EXERCISE OBJECTIVE: Starting at the line that contains "Identify the green moss", copy each line through the final one exactly as written.

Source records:

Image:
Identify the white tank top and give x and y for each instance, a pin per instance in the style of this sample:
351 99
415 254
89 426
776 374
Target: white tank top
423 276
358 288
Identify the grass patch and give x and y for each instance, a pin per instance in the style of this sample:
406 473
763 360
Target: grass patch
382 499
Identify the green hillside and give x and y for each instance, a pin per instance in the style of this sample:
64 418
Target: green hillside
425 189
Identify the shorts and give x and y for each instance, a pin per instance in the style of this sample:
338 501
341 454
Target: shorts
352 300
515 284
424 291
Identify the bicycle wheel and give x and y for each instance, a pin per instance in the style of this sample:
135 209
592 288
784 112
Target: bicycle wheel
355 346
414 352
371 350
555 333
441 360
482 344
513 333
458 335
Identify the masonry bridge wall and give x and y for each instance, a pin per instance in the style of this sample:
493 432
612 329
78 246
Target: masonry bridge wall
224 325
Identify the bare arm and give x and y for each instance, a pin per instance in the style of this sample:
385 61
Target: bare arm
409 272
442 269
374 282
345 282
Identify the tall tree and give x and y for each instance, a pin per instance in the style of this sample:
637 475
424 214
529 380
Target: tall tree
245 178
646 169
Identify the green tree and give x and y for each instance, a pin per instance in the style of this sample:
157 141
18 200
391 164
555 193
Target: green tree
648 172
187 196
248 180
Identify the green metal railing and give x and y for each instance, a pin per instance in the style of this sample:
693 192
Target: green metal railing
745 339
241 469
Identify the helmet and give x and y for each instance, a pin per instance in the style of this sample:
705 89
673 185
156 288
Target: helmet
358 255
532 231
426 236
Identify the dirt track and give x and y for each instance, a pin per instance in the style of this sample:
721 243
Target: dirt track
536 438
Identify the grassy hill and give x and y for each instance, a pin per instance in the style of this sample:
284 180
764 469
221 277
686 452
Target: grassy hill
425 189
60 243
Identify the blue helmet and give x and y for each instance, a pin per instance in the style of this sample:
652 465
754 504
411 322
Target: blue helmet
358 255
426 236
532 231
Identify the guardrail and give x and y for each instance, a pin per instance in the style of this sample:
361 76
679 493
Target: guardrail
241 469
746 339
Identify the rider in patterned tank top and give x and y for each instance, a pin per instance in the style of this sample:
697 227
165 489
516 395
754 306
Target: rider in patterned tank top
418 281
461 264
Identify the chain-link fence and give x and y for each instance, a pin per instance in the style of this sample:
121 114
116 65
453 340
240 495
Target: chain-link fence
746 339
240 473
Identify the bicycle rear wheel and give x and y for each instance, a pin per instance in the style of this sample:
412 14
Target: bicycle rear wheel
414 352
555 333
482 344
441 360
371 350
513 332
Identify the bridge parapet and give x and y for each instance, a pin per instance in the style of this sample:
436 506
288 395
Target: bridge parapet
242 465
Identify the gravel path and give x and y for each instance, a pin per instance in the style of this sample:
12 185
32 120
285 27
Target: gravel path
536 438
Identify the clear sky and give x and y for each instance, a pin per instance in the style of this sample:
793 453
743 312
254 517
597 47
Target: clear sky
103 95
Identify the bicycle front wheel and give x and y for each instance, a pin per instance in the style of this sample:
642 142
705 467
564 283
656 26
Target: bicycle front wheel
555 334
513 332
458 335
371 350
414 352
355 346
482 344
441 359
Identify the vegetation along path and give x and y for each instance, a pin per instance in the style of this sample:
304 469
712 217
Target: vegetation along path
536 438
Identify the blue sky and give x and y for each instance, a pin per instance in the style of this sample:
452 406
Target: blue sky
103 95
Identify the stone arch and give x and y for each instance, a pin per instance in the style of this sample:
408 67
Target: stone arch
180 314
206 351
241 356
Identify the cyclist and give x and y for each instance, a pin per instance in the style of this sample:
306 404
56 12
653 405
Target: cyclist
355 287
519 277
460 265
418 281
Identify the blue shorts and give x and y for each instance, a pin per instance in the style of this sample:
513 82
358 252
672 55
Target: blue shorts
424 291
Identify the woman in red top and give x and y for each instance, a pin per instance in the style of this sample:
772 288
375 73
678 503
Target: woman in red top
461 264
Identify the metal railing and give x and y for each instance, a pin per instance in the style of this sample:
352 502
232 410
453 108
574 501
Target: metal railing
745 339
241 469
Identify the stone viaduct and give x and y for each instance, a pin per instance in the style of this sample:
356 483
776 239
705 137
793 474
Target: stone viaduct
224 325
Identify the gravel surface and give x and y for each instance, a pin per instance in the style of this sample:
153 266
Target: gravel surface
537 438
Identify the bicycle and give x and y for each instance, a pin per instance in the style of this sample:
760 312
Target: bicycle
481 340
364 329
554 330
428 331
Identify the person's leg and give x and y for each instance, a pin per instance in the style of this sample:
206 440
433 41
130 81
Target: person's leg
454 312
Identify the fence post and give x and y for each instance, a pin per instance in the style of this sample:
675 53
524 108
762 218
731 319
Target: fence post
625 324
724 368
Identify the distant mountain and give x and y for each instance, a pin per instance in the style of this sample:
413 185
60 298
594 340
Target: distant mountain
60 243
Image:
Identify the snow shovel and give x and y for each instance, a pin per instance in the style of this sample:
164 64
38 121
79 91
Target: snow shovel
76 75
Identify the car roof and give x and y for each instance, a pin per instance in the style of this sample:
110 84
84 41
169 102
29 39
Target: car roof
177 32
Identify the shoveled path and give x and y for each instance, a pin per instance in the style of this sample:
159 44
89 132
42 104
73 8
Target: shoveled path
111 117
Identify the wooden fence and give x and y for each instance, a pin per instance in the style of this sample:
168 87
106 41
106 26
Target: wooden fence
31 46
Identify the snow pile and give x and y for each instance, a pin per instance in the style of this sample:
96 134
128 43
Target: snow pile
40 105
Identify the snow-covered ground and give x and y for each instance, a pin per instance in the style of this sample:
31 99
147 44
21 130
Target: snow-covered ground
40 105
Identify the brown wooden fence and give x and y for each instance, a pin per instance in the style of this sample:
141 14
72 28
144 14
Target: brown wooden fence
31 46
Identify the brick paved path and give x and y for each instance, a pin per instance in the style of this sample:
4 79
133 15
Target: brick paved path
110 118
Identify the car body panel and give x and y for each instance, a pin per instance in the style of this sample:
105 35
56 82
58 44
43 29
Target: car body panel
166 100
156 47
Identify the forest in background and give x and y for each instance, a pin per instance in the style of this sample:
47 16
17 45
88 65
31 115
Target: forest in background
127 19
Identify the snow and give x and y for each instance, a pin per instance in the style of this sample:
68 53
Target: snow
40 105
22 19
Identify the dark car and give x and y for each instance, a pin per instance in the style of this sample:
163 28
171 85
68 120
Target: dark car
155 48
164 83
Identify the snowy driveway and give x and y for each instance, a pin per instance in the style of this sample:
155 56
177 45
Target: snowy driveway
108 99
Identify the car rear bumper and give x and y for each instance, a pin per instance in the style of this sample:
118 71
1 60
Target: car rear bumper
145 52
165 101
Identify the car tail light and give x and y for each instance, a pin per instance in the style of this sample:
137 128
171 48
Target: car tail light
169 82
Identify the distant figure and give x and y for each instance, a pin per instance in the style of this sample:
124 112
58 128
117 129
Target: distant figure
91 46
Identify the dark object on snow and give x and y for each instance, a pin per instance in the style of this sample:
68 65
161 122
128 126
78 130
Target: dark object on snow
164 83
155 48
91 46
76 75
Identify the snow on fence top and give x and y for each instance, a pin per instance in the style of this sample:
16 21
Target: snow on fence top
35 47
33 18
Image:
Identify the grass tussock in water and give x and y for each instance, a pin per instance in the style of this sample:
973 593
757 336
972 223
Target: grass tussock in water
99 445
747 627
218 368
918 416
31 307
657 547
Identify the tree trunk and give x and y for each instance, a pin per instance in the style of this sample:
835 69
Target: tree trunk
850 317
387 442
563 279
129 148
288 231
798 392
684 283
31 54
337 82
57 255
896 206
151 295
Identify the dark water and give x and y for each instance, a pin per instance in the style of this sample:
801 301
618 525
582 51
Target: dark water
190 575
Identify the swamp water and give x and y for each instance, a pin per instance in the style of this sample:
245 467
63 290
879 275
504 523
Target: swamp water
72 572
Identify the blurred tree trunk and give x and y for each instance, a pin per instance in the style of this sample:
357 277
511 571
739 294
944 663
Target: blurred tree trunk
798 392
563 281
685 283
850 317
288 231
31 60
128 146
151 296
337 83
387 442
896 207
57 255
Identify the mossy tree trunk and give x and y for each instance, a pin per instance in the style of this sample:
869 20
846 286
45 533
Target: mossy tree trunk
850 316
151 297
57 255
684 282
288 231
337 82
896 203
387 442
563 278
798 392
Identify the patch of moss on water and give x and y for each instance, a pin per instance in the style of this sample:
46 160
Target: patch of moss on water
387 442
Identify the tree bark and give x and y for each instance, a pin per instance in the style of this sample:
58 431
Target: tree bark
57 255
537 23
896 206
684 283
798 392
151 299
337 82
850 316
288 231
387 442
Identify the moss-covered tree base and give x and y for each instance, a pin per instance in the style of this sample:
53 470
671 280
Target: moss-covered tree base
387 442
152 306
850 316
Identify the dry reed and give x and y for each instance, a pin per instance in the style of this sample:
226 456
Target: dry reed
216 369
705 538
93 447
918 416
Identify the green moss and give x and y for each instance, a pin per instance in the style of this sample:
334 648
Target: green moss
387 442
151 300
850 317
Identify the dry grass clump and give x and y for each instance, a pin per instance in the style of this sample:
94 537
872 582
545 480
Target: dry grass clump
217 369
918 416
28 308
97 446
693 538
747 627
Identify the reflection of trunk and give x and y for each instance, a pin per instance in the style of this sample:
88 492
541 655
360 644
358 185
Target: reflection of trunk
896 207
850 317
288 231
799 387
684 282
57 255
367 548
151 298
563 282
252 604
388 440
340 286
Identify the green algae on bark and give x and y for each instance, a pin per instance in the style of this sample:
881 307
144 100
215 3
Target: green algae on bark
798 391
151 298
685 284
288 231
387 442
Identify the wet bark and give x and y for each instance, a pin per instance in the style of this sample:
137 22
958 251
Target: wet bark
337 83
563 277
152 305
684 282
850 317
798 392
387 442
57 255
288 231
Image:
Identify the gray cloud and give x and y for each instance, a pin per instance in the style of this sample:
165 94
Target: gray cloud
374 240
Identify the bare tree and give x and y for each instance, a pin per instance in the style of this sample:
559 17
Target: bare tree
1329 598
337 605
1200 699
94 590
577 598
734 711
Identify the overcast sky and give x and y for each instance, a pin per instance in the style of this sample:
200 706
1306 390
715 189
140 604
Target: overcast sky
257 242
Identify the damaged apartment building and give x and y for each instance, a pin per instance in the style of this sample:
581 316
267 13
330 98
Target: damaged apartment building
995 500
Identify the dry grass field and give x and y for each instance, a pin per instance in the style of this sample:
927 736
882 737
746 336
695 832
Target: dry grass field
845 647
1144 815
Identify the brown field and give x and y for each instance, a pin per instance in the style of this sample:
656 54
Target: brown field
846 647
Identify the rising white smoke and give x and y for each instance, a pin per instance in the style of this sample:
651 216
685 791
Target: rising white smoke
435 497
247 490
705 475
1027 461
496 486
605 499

SOLUTION TO THIS EXERCISE:
Identify the green moss and give x and y for each instance, a pin per instance in the style of this sample:
334 648
Target: green moss
387 442
151 300
850 317
Identify the dry grass clump and give x and y for each instance, a pin per instance in the style of this sample:
94 537
872 582
545 480
Target: dry grass clump
217 369
918 416
28 308
97 446
693 538
747 627
Identify the reflection of trunk and give x and y for each instance, a pin per instance in the style of this sample:
88 492
541 655
360 644
358 185
Target: reflection of trunk
896 207
850 317
288 231
799 387
684 282
57 255
367 548
151 298
563 282
252 604
388 440
340 286
Identify the green algae on bark and give x and y for each instance, a pin per instance in the style of this sample:
881 307
144 100
215 3
Target: green algae on bark
798 391
151 298
685 284
288 231
387 442
Identify the wet bark and give x and y for each instance, a pin per instance in the style of this sample:
137 22
958 251
Target: wet bark
337 83
563 277
152 305
684 282
850 317
798 392
387 442
57 255
288 231
Image:
Identify the gray cloud and give x and y for each instance, a pin per instance in the style of this sample:
165 94
Target: gray cloud
374 240
Identify the bare tree and give x and y for each instance, a pin per instance in the style of this sample:
559 17
Target: bare tree
1329 598
337 605
1200 699
94 590
577 598
734 711
Identify the overcast sky and give x and y for each instance, a pin per instance in the style of this sample:
200 706
1306 390
715 189
140 604
Target: overcast sky
257 242
Identify the damaged apartment building and give x and y for each instance, a pin per instance in the style of this sample:
581 316
267 13
330 98
Target: damaged apartment building
995 500
Identify the dry grass field and give x and y for each instance, a pin per instance in the style of this sample:
927 736
882 737
746 336
695 832
Target: dry grass field
845 647
1144 815
Identify the brown field and give x and y for each instance, a pin per instance in the style of this sample:
656 54
Target: brown field
846 647
Identify the rising white smoke and give x and y for each instance, a pin per instance in the style of this sample:
651 216
685 791
Target: rising white smoke
435 497
247 490
705 475
1027 461
496 486
605 499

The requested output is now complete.